◆ **Exercise instructions**: Please format every line of the material below as a string in one JSON list, one string per line, skipping any blank lines.

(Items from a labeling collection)
= = = =

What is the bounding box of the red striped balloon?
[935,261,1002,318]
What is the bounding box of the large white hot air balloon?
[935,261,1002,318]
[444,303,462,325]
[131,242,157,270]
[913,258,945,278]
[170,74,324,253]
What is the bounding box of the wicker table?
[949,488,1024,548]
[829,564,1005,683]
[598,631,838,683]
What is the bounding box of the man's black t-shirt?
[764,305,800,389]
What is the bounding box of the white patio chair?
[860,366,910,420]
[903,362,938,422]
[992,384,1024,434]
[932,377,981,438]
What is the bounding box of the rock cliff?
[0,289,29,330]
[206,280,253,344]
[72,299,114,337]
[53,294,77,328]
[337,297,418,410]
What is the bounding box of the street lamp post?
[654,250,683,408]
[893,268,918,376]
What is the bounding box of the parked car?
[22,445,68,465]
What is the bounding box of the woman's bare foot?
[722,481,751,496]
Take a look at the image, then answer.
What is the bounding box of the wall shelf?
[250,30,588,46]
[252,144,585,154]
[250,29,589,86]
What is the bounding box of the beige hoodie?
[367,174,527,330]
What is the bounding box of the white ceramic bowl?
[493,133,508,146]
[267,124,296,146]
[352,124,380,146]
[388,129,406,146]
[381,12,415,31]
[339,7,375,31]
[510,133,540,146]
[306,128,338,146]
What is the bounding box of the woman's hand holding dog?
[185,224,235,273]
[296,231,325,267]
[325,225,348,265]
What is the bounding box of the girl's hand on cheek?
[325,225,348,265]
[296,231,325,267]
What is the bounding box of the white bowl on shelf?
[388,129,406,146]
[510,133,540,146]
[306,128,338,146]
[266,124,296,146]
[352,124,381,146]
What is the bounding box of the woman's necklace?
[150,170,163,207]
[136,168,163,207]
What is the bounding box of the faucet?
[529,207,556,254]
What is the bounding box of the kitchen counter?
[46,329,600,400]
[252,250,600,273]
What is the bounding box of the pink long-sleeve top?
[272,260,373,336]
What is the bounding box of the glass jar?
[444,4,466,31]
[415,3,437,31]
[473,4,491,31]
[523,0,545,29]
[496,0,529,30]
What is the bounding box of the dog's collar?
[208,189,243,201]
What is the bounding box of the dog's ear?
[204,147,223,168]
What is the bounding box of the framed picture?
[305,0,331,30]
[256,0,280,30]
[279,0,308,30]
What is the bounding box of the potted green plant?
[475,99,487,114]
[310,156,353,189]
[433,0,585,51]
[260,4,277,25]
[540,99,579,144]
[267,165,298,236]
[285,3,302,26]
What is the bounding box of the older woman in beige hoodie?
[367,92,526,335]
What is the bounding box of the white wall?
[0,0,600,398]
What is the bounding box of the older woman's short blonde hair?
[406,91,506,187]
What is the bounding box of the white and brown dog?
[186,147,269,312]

= = = =

◆ **Worked answer**:
[
  "What is the bounding box of the red striped balloon?",
  "[935,261,1002,318]",
  "What is the bounding box of the large white hot air balloon?",
  "[935,261,1002,318]",
  "[444,303,462,325]",
  "[131,242,157,270]",
  "[913,258,945,278]",
  "[170,74,324,253]",
  "What is the bounding box of the wicker table?",
  "[949,488,1024,548]",
  "[829,564,1005,683]",
  "[598,631,838,683]",
  "What is the bounding box of the man's black t-shirt?",
  "[764,305,800,389]",
  "What is the bounding box of the white patio chair?",
  "[860,366,910,420]",
  "[903,362,938,422]",
  "[992,384,1024,434]",
  "[932,377,981,438]",
  "What is the bounding box of the rock cliff?",
  "[0,289,29,330]",
  "[206,280,253,344]",
  "[72,299,114,337]",
  "[53,294,77,328]",
  "[337,297,418,410]",
  "What is the bounding box of the street lamp post?",
  "[654,250,683,408]",
  "[893,268,918,376]",
  "What is the bounding box of the parked car?",
  "[22,445,68,465]",
  "What is the bounding box of the woman's bare foot?",
  "[722,481,751,496]",
  "Take a look at the image, then answer.",
  "What is the bounding box of the wall shelf?",
  "[250,30,588,46]",
  "[252,144,585,154]",
  "[250,29,589,86]",
  "What is the bounding box of the beige hoodie?",
  "[367,174,527,330]",
  "What is the bounding box of the white ceramic bowl?",
  "[493,133,508,146]",
  "[267,124,296,146]",
  "[352,124,380,146]",
  "[388,129,406,146]",
  "[381,12,415,31]",
  "[339,7,375,31]",
  "[510,133,540,146]",
  "[306,128,338,146]",
  "What is the bounding box of the woman's hand holding dog?",
  "[185,224,235,273]",
  "[296,231,325,267]",
  "[325,225,348,265]",
  "What is the bounding box of the girl's hand on cheek?",
  "[325,225,348,265]",
  "[296,231,325,267]",
  "What is the bounding box of the white bowl on shelf?",
  "[388,129,406,146]",
  "[510,133,540,146]",
  "[306,128,338,146]",
  "[266,124,296,146]",
  "[352,124,381,146]",
  "What is the bounding box of the woman's necklace?",
  "[150,170,163,207]",
  "[136,168,163,207]",
  "What is the bounding box of the faucet?",
  "[529,207,556,254]",
  "What is the bounding box of the kitchen counter?",
  "[46,329,600,400]",
  "[252,250,600,273]",
  "What is the bounding box of the pink long-sleeve top?",
  "[272,260,373,336]",
  "What is the bounding box of the glass jar?",
  "[444,4,466,31]",
  "[415,3,437,31]",
  "[473,4,491,31]",
  "[523,0,545,29]",
  "[496,0,529,30]",
  "What is the bounding box of the dog's collar?",
  "[208,189,243,201]",
  "What is the bounding box of the dog's ear?",
  "[204,147,223,168]",
  "What is the bounding box of the framed picture?",
  "[305,0,331,30]",
  "[256,0,280,30]",
  "[279,0,308,30]",
  "What is the bounding box of the potted green plant?",
  "[475,99,487,114]",
  "[310,156,353,189]",
  "[433,0,585,51]",
  "[260,4,277,25]",
  "[540,99,579,144]",
  "[267,165,298,236]",
  "[285,3,302,26]",
  "What is the bounding box of the older woman in beige hoodie?",
  "[367,92,526,335]",
  "What is the bounding box of the white wall?",
  "[0,0,600,398]",
  "What is the bounding box of the older woman's short blonde hair?",
  "[406,91,506,187]",
  "What is the bounding box of the white and brown dog?",
  "[186,147,269,312]"
]